### What you should do
What lines in the entries hold the string "texture"? List them.

==== Record excerpts ====

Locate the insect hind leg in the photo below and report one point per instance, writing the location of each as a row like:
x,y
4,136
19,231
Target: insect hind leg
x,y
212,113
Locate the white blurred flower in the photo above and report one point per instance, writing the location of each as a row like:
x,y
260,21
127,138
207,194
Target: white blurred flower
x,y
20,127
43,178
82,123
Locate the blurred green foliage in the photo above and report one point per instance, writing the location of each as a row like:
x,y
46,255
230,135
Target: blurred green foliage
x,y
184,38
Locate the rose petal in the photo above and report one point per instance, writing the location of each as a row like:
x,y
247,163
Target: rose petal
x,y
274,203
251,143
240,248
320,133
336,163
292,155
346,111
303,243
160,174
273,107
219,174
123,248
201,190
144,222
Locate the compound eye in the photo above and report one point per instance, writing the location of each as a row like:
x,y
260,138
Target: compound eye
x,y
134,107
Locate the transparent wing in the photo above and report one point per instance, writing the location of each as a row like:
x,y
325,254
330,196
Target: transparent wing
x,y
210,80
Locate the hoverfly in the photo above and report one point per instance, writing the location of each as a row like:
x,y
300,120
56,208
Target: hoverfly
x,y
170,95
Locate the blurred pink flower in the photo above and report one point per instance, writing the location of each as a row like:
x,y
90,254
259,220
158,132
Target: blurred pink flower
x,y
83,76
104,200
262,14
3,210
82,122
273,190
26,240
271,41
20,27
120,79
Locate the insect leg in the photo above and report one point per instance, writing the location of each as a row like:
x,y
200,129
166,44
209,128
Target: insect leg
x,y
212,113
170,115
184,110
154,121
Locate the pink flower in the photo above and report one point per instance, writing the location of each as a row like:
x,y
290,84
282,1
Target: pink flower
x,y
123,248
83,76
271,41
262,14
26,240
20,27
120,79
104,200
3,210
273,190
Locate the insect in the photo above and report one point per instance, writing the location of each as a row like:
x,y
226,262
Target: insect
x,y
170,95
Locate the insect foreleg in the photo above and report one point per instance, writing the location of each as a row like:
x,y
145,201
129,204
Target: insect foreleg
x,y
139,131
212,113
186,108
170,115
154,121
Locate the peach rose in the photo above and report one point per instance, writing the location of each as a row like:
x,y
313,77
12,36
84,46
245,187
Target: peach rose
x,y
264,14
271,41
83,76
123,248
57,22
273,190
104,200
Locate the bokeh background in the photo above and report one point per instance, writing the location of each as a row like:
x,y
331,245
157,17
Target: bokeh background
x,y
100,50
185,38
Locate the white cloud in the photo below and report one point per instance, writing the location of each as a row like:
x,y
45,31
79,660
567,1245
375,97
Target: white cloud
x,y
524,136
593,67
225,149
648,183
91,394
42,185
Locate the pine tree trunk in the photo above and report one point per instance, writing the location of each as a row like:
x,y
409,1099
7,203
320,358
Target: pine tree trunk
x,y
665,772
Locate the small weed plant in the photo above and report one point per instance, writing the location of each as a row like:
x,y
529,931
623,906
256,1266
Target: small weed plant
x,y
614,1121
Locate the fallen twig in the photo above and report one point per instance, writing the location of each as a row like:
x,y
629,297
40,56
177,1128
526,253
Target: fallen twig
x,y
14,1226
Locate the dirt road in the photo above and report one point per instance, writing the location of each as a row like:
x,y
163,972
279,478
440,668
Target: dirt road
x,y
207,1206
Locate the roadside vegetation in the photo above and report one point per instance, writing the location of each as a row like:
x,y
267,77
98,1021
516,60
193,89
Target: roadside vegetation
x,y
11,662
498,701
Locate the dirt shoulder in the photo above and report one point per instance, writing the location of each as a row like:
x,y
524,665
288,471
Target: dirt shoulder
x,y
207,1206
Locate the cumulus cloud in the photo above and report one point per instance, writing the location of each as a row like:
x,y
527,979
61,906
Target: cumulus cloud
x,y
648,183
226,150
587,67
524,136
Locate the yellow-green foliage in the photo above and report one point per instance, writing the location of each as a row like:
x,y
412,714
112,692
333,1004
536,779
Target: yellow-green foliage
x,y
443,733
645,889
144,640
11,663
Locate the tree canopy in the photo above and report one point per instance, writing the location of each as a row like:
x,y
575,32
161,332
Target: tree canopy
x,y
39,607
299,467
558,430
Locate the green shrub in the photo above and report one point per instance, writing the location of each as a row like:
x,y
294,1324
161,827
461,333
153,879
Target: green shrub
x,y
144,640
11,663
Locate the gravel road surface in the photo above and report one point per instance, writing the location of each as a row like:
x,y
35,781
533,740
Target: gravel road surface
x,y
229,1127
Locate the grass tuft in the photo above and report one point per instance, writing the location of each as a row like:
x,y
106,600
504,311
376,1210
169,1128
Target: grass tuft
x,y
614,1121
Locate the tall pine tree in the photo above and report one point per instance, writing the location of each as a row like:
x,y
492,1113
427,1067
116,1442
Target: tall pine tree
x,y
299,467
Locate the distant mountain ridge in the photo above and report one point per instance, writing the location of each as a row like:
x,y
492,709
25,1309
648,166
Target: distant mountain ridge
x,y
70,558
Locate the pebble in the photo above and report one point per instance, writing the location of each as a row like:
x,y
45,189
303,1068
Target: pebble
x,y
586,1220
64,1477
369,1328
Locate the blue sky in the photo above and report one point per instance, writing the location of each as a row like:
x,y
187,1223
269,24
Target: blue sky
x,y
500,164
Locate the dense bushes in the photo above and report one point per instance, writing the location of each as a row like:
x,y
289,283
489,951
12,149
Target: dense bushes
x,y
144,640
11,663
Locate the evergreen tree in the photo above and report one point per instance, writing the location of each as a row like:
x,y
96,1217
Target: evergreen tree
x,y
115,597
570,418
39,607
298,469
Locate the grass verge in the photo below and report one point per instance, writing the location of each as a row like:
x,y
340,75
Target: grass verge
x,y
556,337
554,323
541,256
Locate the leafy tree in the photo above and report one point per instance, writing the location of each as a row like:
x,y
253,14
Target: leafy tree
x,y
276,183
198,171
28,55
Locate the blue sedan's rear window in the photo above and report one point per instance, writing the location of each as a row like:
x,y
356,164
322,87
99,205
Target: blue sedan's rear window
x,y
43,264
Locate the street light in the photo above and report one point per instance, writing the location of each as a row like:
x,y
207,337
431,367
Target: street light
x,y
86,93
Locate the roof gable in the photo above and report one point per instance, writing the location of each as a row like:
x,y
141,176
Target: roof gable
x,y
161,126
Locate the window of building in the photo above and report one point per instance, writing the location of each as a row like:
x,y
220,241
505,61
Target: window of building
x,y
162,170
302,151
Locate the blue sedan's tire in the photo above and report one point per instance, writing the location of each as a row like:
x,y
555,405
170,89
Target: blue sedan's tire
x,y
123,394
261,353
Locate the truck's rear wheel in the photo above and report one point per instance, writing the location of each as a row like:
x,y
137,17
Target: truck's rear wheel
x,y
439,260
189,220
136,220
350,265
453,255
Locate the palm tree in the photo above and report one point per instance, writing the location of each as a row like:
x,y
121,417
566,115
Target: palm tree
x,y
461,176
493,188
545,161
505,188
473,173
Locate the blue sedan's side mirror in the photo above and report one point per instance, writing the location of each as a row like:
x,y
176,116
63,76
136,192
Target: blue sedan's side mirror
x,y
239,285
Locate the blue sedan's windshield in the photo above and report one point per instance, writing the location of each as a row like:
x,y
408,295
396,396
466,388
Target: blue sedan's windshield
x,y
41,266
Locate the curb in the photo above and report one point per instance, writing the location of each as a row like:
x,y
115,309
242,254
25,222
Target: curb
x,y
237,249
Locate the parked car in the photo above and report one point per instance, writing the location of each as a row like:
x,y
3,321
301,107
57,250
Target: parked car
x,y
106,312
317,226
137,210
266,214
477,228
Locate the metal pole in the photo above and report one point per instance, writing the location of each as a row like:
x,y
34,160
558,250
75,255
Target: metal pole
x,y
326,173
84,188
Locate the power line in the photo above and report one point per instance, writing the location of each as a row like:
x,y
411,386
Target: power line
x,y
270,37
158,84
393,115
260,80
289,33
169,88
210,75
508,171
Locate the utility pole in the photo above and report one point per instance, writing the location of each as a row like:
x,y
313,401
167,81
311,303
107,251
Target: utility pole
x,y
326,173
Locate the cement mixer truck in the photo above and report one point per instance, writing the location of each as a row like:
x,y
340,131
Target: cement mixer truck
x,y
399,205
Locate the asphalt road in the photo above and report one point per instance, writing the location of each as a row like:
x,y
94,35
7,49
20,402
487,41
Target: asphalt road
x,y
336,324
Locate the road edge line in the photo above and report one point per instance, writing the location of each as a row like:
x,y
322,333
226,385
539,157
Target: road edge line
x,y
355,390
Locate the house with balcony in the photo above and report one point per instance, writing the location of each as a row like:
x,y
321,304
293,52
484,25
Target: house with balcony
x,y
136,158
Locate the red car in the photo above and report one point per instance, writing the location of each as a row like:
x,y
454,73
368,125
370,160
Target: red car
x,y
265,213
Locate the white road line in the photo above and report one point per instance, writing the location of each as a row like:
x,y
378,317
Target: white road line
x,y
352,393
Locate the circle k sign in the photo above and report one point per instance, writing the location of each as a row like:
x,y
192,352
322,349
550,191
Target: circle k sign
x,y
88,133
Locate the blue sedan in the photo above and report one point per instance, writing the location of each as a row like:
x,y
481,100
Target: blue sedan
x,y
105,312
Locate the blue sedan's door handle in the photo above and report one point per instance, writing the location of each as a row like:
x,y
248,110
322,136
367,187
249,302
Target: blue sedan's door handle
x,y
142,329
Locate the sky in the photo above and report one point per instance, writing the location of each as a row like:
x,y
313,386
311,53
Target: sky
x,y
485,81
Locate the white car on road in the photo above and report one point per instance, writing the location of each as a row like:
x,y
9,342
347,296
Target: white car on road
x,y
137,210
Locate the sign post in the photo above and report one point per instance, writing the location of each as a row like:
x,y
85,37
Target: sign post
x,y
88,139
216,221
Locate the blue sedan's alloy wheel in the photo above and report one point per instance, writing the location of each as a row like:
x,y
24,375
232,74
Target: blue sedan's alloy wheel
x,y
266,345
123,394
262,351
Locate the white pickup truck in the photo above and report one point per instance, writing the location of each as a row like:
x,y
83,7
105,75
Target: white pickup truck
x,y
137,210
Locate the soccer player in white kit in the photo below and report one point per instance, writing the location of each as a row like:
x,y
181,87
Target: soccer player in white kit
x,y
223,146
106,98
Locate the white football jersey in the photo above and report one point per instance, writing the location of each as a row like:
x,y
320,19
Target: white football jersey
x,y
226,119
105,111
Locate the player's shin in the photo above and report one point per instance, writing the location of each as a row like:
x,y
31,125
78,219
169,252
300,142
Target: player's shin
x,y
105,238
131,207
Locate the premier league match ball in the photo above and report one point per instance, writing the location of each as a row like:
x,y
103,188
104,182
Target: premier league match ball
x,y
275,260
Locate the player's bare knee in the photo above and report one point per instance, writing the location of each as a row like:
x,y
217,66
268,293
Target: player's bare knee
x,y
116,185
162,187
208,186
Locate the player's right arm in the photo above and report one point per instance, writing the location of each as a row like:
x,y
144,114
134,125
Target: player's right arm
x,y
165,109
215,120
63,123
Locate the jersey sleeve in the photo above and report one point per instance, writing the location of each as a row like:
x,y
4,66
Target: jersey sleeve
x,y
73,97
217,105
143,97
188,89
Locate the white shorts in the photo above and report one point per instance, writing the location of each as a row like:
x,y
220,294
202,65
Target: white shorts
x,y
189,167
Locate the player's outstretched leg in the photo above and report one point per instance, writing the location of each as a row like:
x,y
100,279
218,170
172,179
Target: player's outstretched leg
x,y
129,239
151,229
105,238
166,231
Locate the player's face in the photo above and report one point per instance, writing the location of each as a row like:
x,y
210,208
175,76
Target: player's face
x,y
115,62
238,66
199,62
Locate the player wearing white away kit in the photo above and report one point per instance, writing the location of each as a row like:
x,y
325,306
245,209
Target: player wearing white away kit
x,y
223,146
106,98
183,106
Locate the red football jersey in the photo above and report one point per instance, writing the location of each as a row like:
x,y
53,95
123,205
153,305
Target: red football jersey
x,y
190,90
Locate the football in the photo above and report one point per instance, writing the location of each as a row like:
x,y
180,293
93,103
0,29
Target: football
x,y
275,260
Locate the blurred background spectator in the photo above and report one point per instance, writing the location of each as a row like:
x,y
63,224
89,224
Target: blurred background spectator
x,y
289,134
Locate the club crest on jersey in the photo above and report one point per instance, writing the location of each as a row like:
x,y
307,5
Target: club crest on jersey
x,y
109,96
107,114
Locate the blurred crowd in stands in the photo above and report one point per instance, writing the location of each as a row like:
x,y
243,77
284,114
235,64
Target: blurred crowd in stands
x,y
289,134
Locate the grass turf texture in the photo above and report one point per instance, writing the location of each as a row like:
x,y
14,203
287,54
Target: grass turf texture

====

### Answer to this exercise
Locate the grass turf texture in the photo above and report one point per instance, writing the location of each as a row like:
Target: grass turf texture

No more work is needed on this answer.